• _WRITTEN EXERCISE A_: According to the text on Savannah, Georgia, how many years did Florence Martus come to wave at the ships entering the river?
====== DOCUMENT TEXT ======
Savannah, Georgia is a popular tourist destination. Located in the sunny south, the temperature ranges from blazing hot to pleasantly warm for most of the year. Savannah is also famous for its St. Patrick’s Day festival and parade, the second largest in the country after New York City. There are lots of things to do in Savannah, and much of it doesn’t require spending a lot of money, especially if you are visiting to experience the history of the city. Savannah is a walking city; you don’t really need a car to get around the historic district. You can easily walk all over the historic district in less than a day, although it takes much longer than that to take it all in.
Walking down River Street is like taking a step back into another age. The street is cobblestone, something that isn’t often found in the States, and the buildings are old, most dating from the eighteenth or early nineteenth century. There are a lot of pubs to choose from on River Street. This may be partly why the city is such a draw for St. Patrick’s Day.
Here you can watch the massive freight ships enter the port of Savannah with the Talmadge suspension bridge as a beautiful back drop. Some of the ships are so large that it doesn’t seem as if it should be possible for them to be in the river in the first place. There are many statues along the river. One of the most famous is the Waving Girl statue located at the east end of River Street. It commemorates a woman, Florence Martus, who came everyday for forty-six years to wave at the ships that came into the river.
====== DATASET CONTENT ======
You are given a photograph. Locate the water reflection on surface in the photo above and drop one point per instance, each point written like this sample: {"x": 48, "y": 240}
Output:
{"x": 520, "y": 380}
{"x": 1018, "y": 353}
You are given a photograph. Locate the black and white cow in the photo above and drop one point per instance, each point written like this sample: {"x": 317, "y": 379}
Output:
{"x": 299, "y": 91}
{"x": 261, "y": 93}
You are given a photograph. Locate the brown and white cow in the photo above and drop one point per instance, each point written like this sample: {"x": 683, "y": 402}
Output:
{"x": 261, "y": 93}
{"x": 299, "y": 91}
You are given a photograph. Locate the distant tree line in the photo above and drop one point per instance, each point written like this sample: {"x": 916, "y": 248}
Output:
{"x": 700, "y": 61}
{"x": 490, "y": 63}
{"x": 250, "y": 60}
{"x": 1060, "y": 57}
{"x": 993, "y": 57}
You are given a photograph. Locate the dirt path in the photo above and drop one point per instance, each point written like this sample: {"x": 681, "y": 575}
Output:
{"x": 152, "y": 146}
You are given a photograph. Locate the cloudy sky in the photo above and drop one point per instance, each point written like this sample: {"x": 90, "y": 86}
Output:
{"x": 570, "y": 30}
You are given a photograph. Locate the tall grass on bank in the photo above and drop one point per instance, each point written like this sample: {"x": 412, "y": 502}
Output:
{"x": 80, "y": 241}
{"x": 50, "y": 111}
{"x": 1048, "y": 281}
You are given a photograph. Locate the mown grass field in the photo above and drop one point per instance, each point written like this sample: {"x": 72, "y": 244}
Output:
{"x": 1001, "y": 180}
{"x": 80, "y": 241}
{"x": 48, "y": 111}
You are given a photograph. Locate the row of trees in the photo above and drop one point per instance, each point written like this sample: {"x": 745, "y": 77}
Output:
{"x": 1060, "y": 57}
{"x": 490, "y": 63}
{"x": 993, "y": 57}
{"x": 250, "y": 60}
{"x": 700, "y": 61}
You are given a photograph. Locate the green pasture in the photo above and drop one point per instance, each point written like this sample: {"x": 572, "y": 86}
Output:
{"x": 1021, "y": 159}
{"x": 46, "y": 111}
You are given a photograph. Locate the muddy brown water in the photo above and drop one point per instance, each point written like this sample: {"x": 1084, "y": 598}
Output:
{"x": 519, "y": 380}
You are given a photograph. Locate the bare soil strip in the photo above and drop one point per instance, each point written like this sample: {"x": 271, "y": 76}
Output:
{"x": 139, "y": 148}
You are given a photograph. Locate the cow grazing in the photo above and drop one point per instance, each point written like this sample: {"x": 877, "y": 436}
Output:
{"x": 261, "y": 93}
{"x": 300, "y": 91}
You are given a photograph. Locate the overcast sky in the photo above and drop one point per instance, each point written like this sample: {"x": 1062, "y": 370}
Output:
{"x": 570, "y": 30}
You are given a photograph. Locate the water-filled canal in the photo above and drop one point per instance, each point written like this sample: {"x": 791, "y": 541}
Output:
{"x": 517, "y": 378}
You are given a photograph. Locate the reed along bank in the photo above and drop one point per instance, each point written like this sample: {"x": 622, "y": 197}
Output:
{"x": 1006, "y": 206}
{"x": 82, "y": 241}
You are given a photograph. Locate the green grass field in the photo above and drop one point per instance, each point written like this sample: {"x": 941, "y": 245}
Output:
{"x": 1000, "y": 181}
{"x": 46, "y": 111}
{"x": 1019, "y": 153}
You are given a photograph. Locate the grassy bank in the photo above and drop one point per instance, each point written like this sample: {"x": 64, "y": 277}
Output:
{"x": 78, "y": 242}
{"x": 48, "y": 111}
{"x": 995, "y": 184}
======
====== DATASET CONTENT ======
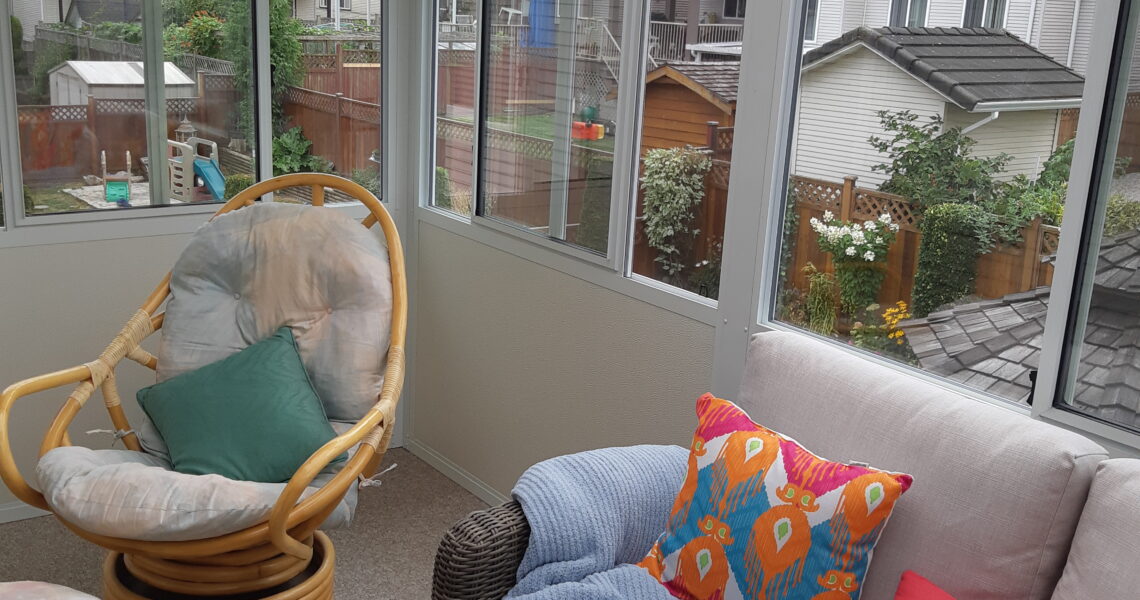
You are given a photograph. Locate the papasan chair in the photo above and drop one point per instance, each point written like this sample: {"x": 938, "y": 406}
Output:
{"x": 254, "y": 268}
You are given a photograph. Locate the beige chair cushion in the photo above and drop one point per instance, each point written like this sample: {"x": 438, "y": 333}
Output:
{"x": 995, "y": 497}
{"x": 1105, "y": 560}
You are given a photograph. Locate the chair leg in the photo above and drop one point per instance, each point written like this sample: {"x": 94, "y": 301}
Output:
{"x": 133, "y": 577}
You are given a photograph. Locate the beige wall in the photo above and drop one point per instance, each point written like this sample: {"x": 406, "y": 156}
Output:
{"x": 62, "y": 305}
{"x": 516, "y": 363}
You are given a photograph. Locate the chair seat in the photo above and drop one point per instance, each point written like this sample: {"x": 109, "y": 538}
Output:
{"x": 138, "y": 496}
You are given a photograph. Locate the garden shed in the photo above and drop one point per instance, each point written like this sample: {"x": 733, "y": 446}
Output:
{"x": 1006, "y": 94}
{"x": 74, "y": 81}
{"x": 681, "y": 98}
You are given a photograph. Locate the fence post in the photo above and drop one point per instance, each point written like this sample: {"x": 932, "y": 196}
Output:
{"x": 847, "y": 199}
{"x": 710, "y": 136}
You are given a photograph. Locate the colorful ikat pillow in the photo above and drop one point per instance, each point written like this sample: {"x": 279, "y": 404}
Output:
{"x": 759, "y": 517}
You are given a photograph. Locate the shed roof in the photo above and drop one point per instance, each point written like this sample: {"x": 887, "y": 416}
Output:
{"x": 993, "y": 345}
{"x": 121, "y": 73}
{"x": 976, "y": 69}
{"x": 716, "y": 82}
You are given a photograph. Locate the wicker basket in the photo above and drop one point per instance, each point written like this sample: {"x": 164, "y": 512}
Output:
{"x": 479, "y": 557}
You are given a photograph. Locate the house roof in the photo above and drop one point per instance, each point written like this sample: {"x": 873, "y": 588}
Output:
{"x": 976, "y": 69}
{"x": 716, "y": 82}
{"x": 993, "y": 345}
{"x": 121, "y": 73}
======
• _WRITTEN EXERCISE B_: How many lines of the rows contain the word "basket"? Reply with the number only.

• _FULL OUTPUT A_: Forty-six years.

• _FULL OUTPUT B_: 1